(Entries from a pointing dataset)
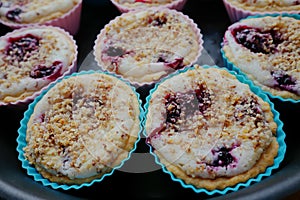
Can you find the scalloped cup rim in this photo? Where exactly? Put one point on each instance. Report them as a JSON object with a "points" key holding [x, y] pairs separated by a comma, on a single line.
{"points": [[280, 135], [21, 139]]}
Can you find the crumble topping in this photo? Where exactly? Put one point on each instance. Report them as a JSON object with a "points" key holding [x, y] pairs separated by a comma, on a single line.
{"points": [[82, 126], [143, 3], [144, 46], [32, 58], [276, 70], [204, 124], [267, 5], [34, 11]]}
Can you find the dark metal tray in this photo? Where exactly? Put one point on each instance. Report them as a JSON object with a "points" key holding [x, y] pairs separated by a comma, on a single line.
{"points": [[212, 19]]}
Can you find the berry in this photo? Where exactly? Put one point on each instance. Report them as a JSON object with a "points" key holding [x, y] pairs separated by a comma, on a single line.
{"points": [[21, 48], [283, 80], [256, 40], [14, 15], [224, 158], [51, 72]]}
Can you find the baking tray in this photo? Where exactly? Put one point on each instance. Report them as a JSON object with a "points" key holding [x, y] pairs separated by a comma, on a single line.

SET TASK: Write out, word for word, the lines from the one containing "Can you find the berry" through the last line of the rows, including both.

TASK RESPONSE:
Can you find the berry in this photo? Where exactly? Put one point on each instance. Report them as a JSON object with a "points" key holding [x, y] pairs separated by a comma, on a single line.
{"points": [[21, 48], [283, 80], [256, 40], [14, 15], [224, 158], [51, 72]]}
Can you find the baking tray in this photo? Where exactly? Put one point on each instance. Report them as a JSON object with a "points" key holding [x, y] pairs separated by a comma, on a single line.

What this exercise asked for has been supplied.